TEXT >>
# Fermentation lock, or not?



## DavidNW (Jul 23, 2015)

Hello,

I generally make wine, but bought a beer kit and have started the primary stage of the beer. I'm using a 23L plastic bucket/pail with a snap on lid and fitted it with an airlock half filled with water - the beer kit instructions said to do this.

I pitched the yeast yesterday afternoon. This morning there is very little, if any, movement in the airlock, but on taking the snap on lid off, fermentation has clearly started.

Is there reason to have the airlock fitted, as it seems to be of little practical use? Could I just have the lid loosely fitted without the airlock, as I do when I make wine?

Many thanks,

David.


----------



## salcoco (Jul 23, 2015)

although not a huge beer maker, my friends tell me that beer is less forgiving from bacterial contamination. I would keep the airlock on per instructions.

REQUIRED TASKS >>
1. Please reproduce the fermentation lock thread word for word, starting with "I generally make" and going on through "I make wine?".
2. Extend the fermentation lock thread beyond its last post.

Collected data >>
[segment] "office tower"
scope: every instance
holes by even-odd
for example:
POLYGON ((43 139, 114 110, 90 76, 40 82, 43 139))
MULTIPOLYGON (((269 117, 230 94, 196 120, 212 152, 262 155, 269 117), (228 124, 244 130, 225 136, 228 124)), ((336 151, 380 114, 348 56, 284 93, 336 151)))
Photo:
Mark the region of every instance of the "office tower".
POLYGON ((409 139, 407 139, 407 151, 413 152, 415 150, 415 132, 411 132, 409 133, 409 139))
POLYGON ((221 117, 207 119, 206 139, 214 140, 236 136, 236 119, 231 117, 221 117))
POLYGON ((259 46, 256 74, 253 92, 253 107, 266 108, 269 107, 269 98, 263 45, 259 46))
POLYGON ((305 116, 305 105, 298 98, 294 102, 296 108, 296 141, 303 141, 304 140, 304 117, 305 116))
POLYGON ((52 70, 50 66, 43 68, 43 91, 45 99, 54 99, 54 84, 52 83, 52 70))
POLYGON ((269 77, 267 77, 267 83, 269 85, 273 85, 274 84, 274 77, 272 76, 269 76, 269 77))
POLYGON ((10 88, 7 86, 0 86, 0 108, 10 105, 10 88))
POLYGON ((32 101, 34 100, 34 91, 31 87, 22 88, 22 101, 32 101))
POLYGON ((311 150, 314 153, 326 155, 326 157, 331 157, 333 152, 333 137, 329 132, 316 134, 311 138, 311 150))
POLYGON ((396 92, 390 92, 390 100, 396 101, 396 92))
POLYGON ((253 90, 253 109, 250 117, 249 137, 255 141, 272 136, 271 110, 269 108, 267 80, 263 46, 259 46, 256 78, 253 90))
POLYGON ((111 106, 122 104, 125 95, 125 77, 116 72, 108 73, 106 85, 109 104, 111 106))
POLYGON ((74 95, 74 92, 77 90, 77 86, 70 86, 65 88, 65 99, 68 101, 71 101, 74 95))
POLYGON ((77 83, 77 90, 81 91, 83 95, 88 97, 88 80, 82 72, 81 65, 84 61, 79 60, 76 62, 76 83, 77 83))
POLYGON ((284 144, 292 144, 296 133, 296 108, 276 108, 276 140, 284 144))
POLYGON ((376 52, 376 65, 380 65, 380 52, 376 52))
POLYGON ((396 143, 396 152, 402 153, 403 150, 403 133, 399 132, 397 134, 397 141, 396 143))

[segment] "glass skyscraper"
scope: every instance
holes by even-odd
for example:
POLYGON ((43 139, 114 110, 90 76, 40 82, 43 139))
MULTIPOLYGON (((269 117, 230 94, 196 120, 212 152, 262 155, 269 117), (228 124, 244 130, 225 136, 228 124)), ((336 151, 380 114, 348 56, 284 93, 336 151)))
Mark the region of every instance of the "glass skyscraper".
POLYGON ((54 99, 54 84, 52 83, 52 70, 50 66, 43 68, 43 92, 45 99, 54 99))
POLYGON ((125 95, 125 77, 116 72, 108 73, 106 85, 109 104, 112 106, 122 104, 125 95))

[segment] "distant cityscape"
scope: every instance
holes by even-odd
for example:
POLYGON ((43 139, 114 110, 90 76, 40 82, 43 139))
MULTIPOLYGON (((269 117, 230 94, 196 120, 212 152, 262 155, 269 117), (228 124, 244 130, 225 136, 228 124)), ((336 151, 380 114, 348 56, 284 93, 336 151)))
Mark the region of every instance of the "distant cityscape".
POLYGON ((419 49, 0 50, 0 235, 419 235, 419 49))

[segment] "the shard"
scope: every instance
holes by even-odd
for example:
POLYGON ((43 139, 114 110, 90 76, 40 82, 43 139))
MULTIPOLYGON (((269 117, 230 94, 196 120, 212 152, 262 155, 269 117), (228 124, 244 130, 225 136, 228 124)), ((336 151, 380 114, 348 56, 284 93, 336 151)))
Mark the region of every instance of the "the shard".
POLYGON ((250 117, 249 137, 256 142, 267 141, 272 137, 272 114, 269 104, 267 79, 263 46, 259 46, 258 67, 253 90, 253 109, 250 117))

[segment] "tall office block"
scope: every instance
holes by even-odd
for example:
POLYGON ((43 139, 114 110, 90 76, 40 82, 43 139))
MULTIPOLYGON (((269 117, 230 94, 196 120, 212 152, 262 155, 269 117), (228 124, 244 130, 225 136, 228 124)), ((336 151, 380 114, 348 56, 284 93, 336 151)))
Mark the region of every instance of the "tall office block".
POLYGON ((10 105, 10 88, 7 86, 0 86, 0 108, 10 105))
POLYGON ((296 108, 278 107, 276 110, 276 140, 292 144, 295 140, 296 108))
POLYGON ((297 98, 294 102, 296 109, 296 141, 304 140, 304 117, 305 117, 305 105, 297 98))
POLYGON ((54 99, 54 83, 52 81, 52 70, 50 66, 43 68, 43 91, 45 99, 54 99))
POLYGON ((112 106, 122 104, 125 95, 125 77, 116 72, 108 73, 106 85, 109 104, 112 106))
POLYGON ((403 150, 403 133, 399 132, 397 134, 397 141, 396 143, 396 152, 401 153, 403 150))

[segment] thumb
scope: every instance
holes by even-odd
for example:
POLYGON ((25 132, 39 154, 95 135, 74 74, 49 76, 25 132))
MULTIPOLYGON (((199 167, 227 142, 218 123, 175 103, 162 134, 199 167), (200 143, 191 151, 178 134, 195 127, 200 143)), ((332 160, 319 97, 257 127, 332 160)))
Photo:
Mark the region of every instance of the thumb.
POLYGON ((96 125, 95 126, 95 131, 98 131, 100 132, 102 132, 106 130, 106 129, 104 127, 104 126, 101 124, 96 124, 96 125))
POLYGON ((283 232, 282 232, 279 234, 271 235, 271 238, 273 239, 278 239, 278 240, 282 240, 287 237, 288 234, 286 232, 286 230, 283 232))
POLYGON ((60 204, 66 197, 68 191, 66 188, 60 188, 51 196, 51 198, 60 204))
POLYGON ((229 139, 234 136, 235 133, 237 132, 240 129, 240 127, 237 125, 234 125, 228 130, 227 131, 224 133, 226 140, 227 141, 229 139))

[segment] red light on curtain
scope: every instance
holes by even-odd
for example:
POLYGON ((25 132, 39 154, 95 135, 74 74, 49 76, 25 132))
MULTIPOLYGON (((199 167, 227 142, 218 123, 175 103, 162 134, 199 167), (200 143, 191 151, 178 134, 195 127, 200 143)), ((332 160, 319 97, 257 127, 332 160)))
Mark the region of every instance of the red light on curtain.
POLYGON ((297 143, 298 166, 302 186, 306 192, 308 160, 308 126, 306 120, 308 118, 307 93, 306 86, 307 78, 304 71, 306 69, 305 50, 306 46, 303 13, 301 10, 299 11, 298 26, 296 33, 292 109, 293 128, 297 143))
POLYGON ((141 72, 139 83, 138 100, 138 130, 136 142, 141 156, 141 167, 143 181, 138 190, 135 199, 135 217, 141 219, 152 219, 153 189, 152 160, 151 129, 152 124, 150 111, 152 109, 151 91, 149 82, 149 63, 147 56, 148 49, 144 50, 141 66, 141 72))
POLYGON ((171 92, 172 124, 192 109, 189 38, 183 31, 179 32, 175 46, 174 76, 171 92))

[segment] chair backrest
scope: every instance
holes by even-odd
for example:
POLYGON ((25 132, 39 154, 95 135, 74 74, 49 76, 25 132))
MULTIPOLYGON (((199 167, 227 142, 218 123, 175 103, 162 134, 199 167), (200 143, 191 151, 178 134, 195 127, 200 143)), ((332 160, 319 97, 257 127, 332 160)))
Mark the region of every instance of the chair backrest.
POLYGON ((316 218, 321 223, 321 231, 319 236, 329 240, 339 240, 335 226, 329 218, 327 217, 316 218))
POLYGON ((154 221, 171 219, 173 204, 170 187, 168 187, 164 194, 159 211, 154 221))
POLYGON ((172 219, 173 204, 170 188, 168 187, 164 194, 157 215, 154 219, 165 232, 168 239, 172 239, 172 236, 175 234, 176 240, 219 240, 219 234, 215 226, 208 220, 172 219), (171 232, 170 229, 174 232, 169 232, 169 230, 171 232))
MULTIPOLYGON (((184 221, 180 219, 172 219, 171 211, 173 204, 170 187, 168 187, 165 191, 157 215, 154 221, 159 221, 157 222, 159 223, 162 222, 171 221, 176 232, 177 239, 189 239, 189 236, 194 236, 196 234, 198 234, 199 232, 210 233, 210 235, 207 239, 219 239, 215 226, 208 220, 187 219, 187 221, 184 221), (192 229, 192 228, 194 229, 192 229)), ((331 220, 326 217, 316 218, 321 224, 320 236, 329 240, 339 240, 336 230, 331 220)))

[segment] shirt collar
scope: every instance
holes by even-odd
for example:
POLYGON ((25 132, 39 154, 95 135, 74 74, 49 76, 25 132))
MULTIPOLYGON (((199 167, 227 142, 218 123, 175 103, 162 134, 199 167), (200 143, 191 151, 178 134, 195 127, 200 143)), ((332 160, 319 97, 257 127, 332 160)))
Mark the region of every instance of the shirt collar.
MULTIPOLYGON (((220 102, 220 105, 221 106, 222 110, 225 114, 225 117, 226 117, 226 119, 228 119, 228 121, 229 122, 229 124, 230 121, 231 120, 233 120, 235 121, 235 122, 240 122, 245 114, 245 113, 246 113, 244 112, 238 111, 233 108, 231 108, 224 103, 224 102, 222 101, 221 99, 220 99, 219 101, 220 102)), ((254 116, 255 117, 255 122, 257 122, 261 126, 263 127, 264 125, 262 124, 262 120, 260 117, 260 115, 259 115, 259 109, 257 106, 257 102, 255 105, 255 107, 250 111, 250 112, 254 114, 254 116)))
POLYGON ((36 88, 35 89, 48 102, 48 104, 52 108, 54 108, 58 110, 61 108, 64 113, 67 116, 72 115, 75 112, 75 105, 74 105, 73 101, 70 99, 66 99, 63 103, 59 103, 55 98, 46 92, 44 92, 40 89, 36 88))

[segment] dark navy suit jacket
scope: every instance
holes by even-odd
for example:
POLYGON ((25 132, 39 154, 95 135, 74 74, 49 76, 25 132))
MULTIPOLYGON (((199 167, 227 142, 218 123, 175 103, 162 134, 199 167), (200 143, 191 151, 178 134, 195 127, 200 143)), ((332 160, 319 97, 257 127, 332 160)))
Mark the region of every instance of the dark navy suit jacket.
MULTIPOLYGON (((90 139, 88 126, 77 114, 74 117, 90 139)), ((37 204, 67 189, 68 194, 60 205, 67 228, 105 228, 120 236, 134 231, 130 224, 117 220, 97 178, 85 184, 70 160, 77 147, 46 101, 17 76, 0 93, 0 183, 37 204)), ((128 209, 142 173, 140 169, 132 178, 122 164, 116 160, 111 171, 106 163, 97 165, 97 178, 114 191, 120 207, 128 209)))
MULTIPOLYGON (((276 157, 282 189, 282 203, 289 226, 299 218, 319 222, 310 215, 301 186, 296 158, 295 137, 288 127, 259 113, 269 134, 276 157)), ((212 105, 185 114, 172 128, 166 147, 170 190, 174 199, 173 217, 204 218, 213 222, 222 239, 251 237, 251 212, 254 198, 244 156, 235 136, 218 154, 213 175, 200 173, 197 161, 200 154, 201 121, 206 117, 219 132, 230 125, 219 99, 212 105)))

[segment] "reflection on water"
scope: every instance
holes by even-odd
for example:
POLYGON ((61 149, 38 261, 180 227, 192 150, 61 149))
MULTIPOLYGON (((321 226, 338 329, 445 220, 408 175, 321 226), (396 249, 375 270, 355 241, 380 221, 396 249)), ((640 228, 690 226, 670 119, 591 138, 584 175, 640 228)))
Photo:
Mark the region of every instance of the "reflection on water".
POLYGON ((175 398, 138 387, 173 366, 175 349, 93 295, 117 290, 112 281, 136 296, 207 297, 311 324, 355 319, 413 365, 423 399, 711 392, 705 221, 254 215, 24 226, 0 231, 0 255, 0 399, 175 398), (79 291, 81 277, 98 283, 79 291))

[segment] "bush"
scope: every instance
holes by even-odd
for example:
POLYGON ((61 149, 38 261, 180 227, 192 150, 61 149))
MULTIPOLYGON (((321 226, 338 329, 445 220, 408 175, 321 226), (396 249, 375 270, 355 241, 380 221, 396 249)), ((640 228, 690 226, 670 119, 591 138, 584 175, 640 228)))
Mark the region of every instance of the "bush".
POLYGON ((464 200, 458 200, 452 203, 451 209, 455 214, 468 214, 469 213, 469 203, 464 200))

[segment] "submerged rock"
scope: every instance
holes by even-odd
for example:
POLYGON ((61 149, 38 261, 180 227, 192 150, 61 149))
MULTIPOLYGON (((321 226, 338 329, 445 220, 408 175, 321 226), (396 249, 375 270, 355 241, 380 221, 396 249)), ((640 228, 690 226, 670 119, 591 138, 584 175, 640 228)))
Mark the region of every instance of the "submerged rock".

ANSWERS TO THE PROBLEMS >>
1.
I generally make wine, but bought a beer kit and have started the primary stage of the beer. I'm using a 23L plastic bucket/pail with a snap on lid and fitted it with an airlock half filled with water - the beer kit instructions said to do this.

I pitched the yeast yesterday afternoon. This morning there is very little, if any, movement in the airlock, but on taking the snap on lid off, fermentation has clearly started.

Is there reason to have the airlock fitted, as it seems to be of little practical use? Could I just have the lid loosely fitted without the airlock, as I do when I make wine?

2.
----------



## RevA (Jul 23, 2015)

Beer is very sensitive where infection is concerned. If you don't see much activity don't worry, that happens sometimes. You could leave it open if you want to try to make a sour beer, if you're lucky it gets infected with brett and have a tasty sour; if not you might get the runs...


----------



## DavidNW (Jul 24, 2015)

Thanks for the replies. The beer is fermenting vigorously now, so I guess all is well. Still no activity in the airlock, but the lid is bulging, so there is a lot pressure.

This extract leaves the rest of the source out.